>> START STORED DATA

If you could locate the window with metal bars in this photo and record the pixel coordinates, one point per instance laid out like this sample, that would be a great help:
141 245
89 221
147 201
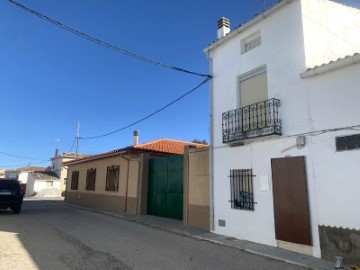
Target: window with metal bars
74 180
90 179
112 178
241 189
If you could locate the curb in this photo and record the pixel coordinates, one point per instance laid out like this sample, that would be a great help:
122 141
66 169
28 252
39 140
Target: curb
197 237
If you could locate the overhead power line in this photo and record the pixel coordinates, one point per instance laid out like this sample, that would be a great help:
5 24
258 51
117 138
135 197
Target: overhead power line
104 43
150 115
22 157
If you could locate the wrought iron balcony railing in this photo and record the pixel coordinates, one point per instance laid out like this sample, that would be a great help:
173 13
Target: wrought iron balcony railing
255 120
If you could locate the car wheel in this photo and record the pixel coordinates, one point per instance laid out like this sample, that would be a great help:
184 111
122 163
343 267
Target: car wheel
16 210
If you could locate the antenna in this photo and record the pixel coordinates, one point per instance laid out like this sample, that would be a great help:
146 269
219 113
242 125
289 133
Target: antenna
77 139
57 147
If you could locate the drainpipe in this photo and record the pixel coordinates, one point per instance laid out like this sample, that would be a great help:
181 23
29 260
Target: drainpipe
211 156
127 181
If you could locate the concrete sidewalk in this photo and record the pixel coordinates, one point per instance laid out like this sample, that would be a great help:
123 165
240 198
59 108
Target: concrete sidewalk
177 226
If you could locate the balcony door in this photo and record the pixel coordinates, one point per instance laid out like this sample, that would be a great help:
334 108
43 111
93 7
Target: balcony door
253 89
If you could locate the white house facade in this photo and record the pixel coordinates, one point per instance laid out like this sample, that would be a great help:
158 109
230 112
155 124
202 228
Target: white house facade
283 121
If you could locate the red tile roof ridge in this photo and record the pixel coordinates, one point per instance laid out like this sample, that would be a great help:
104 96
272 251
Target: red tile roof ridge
172 140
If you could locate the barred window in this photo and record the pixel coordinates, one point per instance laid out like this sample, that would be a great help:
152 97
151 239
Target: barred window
241 189
90 179
251 42
112 178
74 180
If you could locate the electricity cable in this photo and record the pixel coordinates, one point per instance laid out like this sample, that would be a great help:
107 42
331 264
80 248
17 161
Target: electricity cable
22 157
103 43
150 115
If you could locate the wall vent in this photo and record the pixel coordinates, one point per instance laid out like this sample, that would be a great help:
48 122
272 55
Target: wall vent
222 222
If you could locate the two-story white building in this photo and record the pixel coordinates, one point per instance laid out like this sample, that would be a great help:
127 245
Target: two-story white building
285 129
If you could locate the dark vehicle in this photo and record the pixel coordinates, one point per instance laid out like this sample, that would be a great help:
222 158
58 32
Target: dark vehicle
11 195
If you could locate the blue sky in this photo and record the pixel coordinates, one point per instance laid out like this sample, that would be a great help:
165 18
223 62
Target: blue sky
50 78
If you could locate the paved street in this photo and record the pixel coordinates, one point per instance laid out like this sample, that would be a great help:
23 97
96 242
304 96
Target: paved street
53 235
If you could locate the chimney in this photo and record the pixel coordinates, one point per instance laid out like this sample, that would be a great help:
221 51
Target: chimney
136 138
223 27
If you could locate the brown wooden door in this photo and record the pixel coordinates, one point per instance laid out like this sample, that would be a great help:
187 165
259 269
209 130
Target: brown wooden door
291 209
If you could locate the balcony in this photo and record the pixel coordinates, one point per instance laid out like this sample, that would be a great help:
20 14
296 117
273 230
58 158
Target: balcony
252 121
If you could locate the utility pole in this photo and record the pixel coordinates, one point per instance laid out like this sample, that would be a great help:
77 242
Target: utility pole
77 138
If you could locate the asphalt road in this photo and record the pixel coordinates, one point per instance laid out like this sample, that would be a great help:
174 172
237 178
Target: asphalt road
53 235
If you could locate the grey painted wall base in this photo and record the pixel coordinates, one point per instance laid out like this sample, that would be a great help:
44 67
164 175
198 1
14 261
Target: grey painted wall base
106 202
199 216
340 242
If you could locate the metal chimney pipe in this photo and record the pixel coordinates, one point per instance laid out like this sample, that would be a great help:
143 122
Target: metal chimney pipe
223 25
136 138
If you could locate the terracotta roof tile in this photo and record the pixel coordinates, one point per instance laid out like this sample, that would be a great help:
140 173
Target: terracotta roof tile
159 146
167 146
45 176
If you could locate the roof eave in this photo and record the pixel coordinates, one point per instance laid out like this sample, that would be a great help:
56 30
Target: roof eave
344 62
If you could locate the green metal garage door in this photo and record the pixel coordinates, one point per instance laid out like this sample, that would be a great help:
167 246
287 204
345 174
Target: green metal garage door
165 192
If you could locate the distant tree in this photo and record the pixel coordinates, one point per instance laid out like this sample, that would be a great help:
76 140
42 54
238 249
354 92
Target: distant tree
200 141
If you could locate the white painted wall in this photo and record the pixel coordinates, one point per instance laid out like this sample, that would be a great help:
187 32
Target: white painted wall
307 105
23 177
30 185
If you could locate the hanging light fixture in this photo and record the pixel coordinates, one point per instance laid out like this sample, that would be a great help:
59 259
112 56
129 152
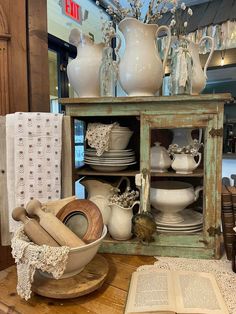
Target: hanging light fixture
222 61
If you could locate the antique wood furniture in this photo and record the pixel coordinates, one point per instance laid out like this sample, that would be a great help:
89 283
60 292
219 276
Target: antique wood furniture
110 298
151 119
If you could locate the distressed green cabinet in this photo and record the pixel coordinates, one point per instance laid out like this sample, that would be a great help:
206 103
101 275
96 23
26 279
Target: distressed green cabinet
152 119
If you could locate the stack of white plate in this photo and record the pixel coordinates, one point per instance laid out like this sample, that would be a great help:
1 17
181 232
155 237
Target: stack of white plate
193 222
113 160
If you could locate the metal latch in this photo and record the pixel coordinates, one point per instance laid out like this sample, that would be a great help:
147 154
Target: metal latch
214 231
216 132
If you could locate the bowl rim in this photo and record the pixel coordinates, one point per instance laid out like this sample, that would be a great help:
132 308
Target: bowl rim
86 246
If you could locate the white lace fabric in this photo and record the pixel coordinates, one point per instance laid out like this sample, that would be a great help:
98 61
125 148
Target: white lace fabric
221 269
98 136
29 257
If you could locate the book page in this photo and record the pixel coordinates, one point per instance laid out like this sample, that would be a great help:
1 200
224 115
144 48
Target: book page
198 293
150 291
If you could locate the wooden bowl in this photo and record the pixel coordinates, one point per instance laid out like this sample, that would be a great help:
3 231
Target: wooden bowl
84 218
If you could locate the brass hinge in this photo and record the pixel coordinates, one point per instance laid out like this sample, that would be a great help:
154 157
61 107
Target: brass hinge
214 231
216 132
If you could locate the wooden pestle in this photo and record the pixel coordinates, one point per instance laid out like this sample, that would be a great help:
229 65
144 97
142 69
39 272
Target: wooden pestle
60 232
32 228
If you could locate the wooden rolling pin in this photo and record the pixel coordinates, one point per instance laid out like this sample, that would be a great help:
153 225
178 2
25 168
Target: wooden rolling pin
60 232
32 228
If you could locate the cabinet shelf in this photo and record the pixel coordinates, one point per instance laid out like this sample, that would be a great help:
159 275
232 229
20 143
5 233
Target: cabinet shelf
163 245
196 173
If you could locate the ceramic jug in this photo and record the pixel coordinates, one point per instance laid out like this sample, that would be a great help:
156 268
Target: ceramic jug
185 163
141 70
83 71
160 159
120 222
199 76
183 136
99 192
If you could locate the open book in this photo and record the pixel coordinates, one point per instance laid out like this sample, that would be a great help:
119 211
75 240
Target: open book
163 291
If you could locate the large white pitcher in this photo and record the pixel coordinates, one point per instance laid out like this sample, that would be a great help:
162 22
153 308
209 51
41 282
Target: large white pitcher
199 76
83 71
141 70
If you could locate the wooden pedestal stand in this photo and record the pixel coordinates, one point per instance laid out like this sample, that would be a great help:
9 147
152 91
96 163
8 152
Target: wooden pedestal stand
90 279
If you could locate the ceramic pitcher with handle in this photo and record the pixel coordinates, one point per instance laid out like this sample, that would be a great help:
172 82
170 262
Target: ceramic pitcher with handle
199 76
141 70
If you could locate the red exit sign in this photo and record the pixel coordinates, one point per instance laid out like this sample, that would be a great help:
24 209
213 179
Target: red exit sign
73 10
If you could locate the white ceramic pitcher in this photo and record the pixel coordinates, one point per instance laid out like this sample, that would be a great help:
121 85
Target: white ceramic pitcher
83 71
199 76
141 70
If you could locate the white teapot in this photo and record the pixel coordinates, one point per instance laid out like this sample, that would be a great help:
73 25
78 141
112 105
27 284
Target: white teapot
199 76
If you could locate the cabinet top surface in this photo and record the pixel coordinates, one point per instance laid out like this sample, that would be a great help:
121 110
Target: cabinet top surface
149 99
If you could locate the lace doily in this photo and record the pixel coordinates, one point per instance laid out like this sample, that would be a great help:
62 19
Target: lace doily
29 257
221 269
98 136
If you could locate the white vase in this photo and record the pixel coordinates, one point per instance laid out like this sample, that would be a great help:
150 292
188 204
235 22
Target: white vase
199 76
141 70
160 159
185 163
83 71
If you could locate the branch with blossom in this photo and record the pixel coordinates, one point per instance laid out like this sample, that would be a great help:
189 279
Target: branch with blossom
188 149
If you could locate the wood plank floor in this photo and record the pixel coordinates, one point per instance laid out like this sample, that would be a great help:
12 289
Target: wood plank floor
109 299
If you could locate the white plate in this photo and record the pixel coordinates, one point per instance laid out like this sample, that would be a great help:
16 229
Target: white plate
111 164
183 231
191 218
180 229
110 168
109 151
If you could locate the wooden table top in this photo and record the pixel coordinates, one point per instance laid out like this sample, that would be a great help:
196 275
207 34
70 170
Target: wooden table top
109 299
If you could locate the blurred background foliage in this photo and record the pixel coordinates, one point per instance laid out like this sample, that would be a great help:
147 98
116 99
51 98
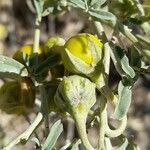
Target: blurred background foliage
16 29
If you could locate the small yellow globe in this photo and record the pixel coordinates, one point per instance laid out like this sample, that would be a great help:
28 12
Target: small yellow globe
81 46
53 45
28 50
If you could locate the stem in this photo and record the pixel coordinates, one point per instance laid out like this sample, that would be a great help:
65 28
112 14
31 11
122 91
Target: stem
81 127
45 109
100 31
102 124
119 130
23 138
36 34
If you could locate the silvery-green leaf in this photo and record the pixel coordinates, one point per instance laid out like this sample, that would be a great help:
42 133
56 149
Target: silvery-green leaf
78 90
38 6
76 145
77 3
101 15
146 27
97 3
124 62
124 100
55 132
10 66
123 145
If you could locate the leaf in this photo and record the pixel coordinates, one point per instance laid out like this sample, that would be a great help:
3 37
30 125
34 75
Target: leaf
72 146
38 6
10 66
49 7
76 145
97 3
123 145
99 14
77 3
124 100
124 62
55 132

>> END STORED DATA

TO BE DONE:
Repeat nothing but the lines from the one containing "If you could locate the blurred" through the end of the entries, exactly, and skip the pictures.

ANSWER IN FULL:
If you could locate the blurred background foliage in this photo and record the pixel coordinates, one point per instance laid out like this sample, that would be a great help:
147 98
116 99
51 98
Target: blurred background foliage
16 29
If you could locate the small yellow globe in this photo and record the pixel coordinates, one point per instance laid out like this sample, that would be a great help:
28 12
Target: small yellow globe
81 46
53 45
28 50
If you could locate the stem in this photo and record the pixel coordinates, one point per instance laid out like this sample, that would be a great help:
65 28
112 14
31 11
122 91
Target: stem
81 127
45 109
100 31
102 124
119 130
23 138
36 34
If you could locate the silvery-green leaf in this photo and record the pixel coordinates, one point per instance laid out like this sample, that would be a great help:
42 133
56 149
Target: silvery-green leaf
78 90
38 6
76 145
77 3
101 15
146 27
97 3
124 62
124 100
55 132
10 66
123 145
If you could locate the leaf in this photo and record the pixel coordinates, one point per instance laid out like this sample, that would be a great help:
3 37
30 125
34 75
Target: leaf
72 146
38 6
10 66
49 7
76 145
97 3
123 145
99 14
77 3
124 100
124 62
55 132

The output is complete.